■ EXERCISE TASK
Render each line of the rows below as a JSON list of strings, one string per line, skipping any blank lines.

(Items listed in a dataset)
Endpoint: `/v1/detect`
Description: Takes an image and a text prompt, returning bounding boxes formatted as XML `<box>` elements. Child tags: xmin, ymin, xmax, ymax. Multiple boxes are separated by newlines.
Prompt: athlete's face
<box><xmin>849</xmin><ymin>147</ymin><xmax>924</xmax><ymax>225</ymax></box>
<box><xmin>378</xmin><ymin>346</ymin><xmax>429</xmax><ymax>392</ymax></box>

■ FINAL RESULT
[
  "Endpoint: `/v1/detect`",
  "Description: Takes an image and a text prompt, returning bounding boxes formatted as XML `<box>` elements. Child tags: xmin, ymin, xmax, ymax. Multiple boxes are separated by newlines.",
  "Prompt: athlete's face",
  "<box><xmin>849</xmin><ymin>147</ymin><xmax>924</xmax><ymax>225</ymax></box>",
  "<box><xmin>378</xmin><ymin>346</ymin><xmax>429</xmax><ymax>392</ymax></box>"
]